▸ **Material to process**:
§ §
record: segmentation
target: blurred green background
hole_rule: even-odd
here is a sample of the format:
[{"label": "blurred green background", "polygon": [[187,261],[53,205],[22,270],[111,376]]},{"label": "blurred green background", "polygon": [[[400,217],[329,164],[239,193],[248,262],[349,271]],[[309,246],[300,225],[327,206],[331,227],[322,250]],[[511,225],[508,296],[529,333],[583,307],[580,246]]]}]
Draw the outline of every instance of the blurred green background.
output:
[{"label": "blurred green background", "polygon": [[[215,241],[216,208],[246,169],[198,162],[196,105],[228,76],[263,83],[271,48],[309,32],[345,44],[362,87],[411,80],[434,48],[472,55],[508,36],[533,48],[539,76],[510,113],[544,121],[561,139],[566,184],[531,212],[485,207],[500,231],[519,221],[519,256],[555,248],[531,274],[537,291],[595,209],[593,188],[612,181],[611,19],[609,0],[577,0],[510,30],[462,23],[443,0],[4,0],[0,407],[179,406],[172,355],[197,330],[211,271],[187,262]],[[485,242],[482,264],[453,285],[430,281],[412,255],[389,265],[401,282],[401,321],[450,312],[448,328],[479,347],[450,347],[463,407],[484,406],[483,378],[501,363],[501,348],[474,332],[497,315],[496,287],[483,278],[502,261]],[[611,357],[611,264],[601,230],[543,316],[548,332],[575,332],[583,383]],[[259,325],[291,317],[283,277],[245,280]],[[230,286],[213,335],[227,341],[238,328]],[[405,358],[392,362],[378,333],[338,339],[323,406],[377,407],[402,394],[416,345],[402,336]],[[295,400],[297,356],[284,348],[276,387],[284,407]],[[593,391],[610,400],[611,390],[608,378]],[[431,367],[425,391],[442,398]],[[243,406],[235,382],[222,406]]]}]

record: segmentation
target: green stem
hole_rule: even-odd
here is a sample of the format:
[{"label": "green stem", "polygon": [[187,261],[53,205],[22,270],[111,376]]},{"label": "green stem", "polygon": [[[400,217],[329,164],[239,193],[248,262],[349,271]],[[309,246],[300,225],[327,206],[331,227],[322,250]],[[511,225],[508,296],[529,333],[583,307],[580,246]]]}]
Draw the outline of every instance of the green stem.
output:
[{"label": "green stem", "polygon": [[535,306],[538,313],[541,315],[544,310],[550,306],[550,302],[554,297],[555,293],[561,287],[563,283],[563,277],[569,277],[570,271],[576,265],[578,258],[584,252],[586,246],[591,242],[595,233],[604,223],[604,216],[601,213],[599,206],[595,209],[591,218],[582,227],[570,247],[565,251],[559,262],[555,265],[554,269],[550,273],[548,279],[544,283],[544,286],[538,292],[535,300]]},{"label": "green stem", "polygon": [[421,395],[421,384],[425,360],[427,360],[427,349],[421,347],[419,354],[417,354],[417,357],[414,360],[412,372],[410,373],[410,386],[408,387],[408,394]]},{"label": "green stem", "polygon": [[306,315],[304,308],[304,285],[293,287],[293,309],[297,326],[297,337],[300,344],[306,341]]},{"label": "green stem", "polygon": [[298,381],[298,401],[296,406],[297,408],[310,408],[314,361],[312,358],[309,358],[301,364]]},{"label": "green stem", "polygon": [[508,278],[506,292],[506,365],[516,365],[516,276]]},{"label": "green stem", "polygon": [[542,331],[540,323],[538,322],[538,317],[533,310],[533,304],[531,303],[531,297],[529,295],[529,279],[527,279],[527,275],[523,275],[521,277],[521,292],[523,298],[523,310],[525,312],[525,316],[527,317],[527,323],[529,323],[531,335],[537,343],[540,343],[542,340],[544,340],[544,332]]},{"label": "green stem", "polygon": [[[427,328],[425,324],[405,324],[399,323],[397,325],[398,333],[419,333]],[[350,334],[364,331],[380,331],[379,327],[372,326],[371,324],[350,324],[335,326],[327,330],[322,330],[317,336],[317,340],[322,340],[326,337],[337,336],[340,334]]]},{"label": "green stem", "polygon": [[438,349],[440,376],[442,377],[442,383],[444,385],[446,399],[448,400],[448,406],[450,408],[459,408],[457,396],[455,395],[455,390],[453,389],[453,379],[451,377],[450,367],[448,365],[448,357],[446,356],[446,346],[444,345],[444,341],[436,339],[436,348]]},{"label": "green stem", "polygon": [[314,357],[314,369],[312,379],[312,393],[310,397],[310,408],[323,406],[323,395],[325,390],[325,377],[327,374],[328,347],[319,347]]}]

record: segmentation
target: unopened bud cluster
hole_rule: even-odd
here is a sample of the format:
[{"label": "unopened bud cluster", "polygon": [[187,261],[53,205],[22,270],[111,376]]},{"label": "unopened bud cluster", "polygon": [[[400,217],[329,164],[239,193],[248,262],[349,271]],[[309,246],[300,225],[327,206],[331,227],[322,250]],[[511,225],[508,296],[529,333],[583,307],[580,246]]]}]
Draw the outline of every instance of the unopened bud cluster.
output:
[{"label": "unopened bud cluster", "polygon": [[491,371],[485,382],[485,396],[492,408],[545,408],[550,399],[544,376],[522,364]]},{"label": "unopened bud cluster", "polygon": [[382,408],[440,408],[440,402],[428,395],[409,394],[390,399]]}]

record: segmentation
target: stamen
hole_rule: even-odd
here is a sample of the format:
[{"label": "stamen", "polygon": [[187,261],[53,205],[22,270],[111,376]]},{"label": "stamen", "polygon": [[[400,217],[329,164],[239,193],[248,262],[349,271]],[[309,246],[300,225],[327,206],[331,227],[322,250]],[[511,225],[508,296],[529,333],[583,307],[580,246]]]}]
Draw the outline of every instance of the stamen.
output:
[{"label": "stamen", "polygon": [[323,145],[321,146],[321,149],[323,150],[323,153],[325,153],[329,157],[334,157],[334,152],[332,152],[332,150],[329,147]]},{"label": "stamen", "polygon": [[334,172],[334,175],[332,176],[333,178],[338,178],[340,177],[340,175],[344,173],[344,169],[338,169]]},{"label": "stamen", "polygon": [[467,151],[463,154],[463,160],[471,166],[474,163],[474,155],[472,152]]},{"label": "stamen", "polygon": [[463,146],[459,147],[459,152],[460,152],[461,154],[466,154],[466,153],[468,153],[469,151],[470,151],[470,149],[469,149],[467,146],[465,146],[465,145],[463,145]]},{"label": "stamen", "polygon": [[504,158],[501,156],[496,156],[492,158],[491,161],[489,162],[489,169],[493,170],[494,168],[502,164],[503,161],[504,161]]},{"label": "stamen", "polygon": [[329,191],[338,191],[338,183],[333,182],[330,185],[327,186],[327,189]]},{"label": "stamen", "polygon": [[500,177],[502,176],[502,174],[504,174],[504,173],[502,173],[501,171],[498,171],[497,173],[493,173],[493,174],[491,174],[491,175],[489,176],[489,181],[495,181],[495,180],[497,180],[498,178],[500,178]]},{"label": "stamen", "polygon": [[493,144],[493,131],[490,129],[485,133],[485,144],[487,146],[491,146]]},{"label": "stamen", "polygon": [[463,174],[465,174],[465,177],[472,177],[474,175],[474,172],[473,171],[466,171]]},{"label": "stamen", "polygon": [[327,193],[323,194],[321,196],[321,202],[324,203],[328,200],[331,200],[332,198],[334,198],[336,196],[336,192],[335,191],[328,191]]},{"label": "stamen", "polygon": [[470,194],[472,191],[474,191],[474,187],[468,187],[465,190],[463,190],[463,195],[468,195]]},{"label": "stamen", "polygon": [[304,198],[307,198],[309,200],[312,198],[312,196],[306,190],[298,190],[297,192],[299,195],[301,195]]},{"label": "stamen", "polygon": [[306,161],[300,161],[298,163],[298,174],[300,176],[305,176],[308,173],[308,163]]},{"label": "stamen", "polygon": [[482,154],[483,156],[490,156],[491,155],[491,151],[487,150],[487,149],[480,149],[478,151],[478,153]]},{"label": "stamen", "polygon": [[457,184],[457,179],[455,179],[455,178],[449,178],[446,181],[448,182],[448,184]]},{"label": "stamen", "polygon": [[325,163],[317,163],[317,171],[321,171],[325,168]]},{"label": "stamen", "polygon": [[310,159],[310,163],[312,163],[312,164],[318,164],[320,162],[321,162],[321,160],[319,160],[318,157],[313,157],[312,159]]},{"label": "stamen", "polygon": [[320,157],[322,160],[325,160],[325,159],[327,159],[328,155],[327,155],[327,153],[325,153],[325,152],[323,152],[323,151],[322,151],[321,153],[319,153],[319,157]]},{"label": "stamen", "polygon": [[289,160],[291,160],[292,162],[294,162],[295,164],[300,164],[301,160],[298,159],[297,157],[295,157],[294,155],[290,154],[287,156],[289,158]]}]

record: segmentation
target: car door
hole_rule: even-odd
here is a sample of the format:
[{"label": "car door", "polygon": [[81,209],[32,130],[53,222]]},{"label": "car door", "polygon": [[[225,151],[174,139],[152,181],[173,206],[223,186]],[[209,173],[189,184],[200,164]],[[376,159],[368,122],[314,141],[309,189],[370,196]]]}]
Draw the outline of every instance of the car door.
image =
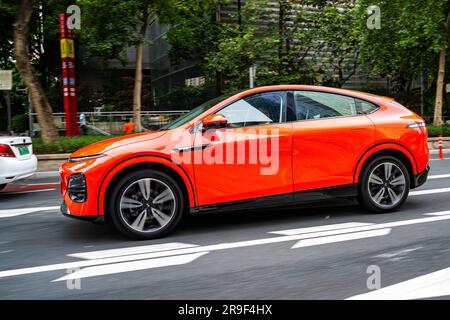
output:
[{"label": "car door", "polygon": [[294,91],[294,191],[350,185],[360,156],[375,140],[364,114],[370,102],[334,93]]},{"label": "car door", "polygon": [[245,97],[216,112],[224,128],[194,138],[199,206],[289,194],[292,197],[292,125],[286,92]]}]

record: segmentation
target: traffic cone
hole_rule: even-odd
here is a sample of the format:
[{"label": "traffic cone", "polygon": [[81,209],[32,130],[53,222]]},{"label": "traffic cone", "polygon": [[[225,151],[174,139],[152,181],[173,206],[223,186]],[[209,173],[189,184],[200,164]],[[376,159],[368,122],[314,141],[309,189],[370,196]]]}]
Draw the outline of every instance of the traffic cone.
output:
[{"label": "traffic cone", "polygon": [[439,159],[444,160],[444,153],[442,151],[442,134],[438,135],[438,149],[439,149]]}]

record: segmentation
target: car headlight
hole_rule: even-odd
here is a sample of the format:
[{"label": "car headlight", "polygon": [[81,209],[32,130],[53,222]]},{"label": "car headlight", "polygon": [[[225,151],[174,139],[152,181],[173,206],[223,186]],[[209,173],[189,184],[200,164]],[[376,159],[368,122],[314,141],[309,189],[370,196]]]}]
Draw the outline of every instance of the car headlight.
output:
[{"label": "car headlight", "polygon": [[414,128],[426,127],[426,124],[425,124],[425,122],[420,121],[420,122],[408,124],[406,127],[409,129],[414,129]]},{"label": "car headlight", "polygon": [[67,184],[69,198],[73,202],[85,202],[87,198],[86,178],[82,173],[75,173],[69,177]]},{"label": "car headlight", "polygon": [[100,154],[94,154],[92,156],[86,156],[86,157],[75,157],[75,158],[69,158],[69,162],[80,162],[80,161],[86,161],[86,160],[92,160],[92,159],[97,159],[97,158],[102,158],[102,157],[106,157],[105,154],[100,153]]}]

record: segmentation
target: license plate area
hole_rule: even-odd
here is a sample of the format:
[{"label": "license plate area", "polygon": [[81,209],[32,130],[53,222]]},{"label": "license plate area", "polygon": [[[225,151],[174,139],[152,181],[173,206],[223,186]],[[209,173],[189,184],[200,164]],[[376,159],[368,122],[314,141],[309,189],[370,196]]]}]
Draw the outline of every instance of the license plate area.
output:
[{"label": "license plate area", "polygon": [[19,154],[21,156],[25,156],[25,155],[30,154],[30,150],[28,149],[27,146],[20,146],[20,147],[17,147],[17,149],[19,149]]}]

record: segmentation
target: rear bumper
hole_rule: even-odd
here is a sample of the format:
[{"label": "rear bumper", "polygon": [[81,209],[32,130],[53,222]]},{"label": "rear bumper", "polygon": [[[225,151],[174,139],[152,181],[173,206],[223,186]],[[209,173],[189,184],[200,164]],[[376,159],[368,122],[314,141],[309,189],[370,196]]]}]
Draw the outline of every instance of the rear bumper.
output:
[{"label": "rear bumper", "polygon": [[414,179],[412,181],[411,184],[411,189],[420,187],[421,185],[423,185],[425,182],[427,182],[428,179],[428,173],[430,172],[430,166],[427,165],[427,167],[425,168],[425,170],[423,170],[422,172],[416,174],[414,176]]},{"label": "rear bumper", "polygon": [[37,158],[33,154],[29,159],[0,158],[0,184],[11,183],[31,176],[37,170]]},{"label": "rear bumper", "polygon": [[64,201],[61,203],[60,210],[61,210],[61,213],[63,214],[63,216],[65,216],[65,217],[82,220],[82,221],[94,222],[94,223],[104,223],[105,222],[104,216],[75,216],[75,215],[72,215]]}]

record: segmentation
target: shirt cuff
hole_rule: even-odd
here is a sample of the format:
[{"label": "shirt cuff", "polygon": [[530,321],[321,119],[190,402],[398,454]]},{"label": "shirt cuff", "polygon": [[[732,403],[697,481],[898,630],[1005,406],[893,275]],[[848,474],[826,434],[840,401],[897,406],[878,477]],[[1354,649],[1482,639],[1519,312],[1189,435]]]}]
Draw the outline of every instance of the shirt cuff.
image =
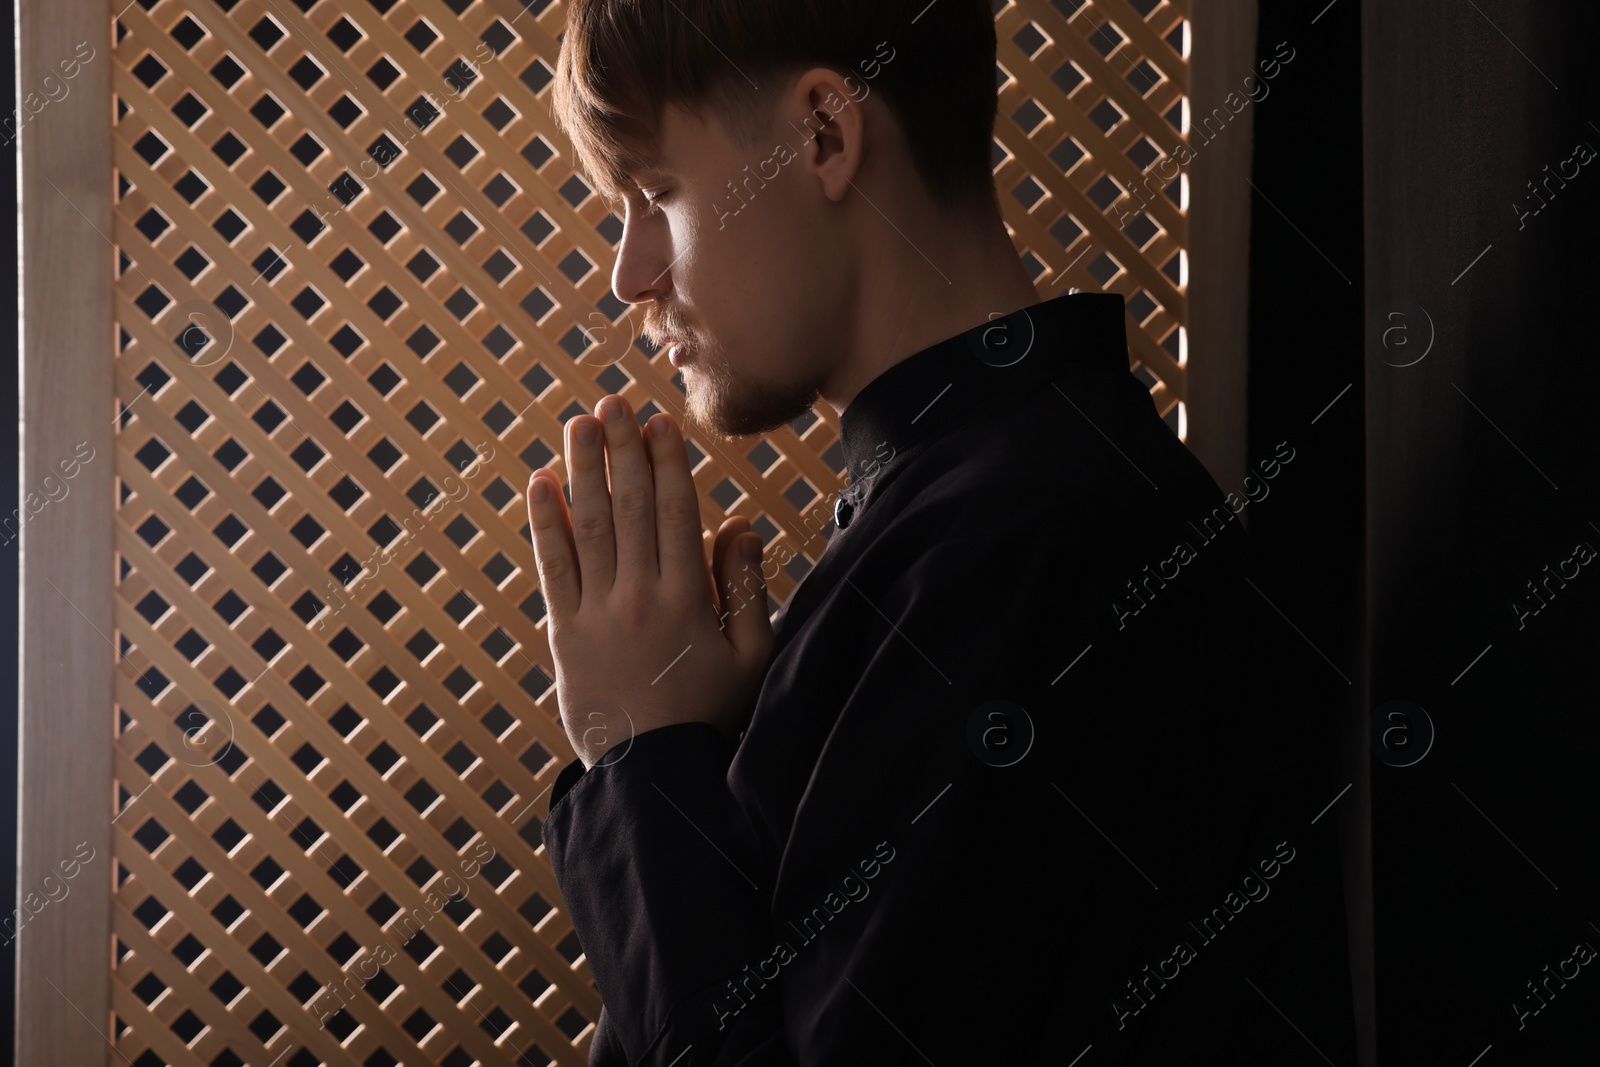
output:
[{"label": "shirt cuff", "polygon": [[[725,742],[726,758],[722,760],[724,766],[733,762],[734,750],[738,742],[729,738],[721,730],[706,722],[680,722],[671,726],[658,726],[653,730],[646,730],[638,734],[627,744],[618,745],[595,761],[595,767],[609,767],[620,763],[633,752],[641,756],[653,757],[657,752],[670,751],[685,744],[704,748],[709,746],[715,752],[719,747],[717,741]],[[715,758],[715,757],[714,757]],[[589,773],[583,765],[583,760],[574,758],[573,761],[561,768],[561,773],[556,775],[555,784],[550,787],[550,807],[545,809],[545,821],[555,814],[556,806],[566,799],[572,787]]]},{"label": "shirt cuff", "polygon": [[660,1042],[674,1046],[666,1062],[680,1033],[715,1030],[702,1001],[769,947],[770,900],[732,825],[737,748],[710,723],[675,723],[557,776],[545,854],[628,1062]]}]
§ §
▸ **Work instructions**:
Looking at the material above, count the lines containing the string "target" and reply with the count alone.

▸ **Exercise output**:
10